Problem requirements » Could you transcribe every line of the listing below word for word, changing nothing?

Task input »
┄┄┄┄┄┄

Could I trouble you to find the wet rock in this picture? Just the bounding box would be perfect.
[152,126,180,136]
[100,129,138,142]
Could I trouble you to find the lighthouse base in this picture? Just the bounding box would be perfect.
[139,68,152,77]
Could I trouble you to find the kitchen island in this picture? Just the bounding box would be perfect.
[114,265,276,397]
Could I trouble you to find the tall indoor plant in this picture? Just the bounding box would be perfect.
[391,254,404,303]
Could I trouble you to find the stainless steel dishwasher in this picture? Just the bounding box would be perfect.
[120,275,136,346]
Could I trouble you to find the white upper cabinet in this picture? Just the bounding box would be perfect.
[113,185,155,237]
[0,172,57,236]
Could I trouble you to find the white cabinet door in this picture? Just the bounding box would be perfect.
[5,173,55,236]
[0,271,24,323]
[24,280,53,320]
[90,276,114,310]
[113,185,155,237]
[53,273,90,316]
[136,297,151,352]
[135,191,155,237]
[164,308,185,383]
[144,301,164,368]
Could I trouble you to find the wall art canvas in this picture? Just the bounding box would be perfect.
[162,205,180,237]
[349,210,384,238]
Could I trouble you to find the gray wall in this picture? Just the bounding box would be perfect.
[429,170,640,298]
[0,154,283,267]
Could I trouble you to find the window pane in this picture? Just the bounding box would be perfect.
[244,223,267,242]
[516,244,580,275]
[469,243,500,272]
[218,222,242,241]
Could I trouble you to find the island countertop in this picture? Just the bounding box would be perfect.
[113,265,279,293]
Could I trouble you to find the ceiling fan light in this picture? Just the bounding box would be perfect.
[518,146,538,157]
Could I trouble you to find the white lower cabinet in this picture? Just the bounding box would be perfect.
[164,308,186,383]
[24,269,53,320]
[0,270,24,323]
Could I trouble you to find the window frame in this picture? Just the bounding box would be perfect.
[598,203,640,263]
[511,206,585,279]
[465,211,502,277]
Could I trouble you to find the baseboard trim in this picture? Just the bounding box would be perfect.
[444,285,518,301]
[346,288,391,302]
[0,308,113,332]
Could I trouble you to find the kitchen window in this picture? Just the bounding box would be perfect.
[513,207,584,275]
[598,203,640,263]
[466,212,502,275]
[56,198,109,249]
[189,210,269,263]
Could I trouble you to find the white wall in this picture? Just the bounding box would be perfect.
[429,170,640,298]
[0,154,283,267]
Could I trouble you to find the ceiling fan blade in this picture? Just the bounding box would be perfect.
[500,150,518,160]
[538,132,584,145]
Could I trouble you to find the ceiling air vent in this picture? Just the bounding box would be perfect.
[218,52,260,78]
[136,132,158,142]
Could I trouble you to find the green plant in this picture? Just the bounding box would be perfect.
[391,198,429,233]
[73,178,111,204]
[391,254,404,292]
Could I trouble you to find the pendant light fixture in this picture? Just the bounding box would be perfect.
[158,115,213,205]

┄┄┄┄┄┄

Worked solution »
Could I trouble you to find the wet rock in this picture? Just the bounding box would be perfect.
[152,126,180,136]
[100,129,138,142]
Could I trouble you to find the lighthouse base in this picture? Just the bounding box would be perfect.
[139,68,152,77]
Could I trouble you to find the kitchen island in this picture? Just the bounding box would be perfect.
[114,265,276,397]
Could I trouble you to find the tall indoor plant in this picture? Just the bounding box would be perfect.
[391,254,404,303]
Could I trouble you to find the stainless steel dishwasher in this picture? Just the bounding box would be perfect.
[120,275,136,346]
Could I trouble you to find the white upper cabinet in this picture? Just the bounding box would be perfect.
[113,185,155,237]
[0,172,57,236]
Could I trouble you to find the white cabinet door in this picture? Just the bounding box would be perfect.
[5,173,55,236]
[0,271,24,323]
[24,280,53,320]
[90,276,114,310]
[113,185,155,237]
[53,273,90,316]
[136,297,151,352]
[135,191,155,237]
[164,308,185,383]
[144,301,164,368]
Could I trouble you to find the wall art canvas in this picture? Just the bounding box would be perfect.
[162,205,180,237]
[349,210,384,238]
Could I trouble you to find the gray wall in this picture? Just the bounding box would be perfect.
[429,170,640,298]
[0,154,283,267]
Could I trouble you to find the window pane in this picture? Just the bounding box would be perfect.
[244,223,267,242]
[516,244,580,275]
[469,243,500,272]
[218,222,242,241]
Could I trouble you to find the island countertop in this picture? Just the bounding box would be perfect.
[113,265,279,293]
Could I trouble you to find the ceiling fan light in this picture? Just the bounding box would be perfect.
[518,146,538,157]
Could I trouble you to find the white lower cabinet in this picture? Just the bounding box would be perfect.
[164,308,186,383]
[24,269,53,320]
[0,270,24,323]
Could I trouble you to find the window frame in this picture? Just the bounding box would be perfect.
[598,203,640,263]
[511,206,585,279]
[465,211,502,277]
Could I trouble you to find the baseboard trim in this picture? Just the bounding box would be perfect.
[444,285,518,301]
[346,288,391,302]
[0,308,113,332]
Could I trouble you to find the kitchen window in this picture? Just the bounding box would be perfect.
[513,207,584,275]
[598,203,640,263]
[466,212,502,275]
[56,198,109,249]
[189,210,269,263]
Could I trouble you to find the white wall in this picture? Just the bounding box would be perfect.
[429,170,640,298]
[0,154,283,267]
Could I trouble you to find the ceiling fan blade in this picture? Just the bounding box would be perfect.
[500,150,518,160]
[538,132,584,145]
Could I trouble you to find the ceiling air vent in this picture? Just the bounding box would be perfect.
[218,52,260,78]
[136,132,158,142]
Could I trouble you to find the green plant in this picture? Just the bounding box would be perfect.
[391,198,429,233]
[73,178,111,204]
[391,254,404,292]
Could I trouble you to find the pendant light fixture in this picture? Just the bounding box would be perfect.
[158,115,213,205]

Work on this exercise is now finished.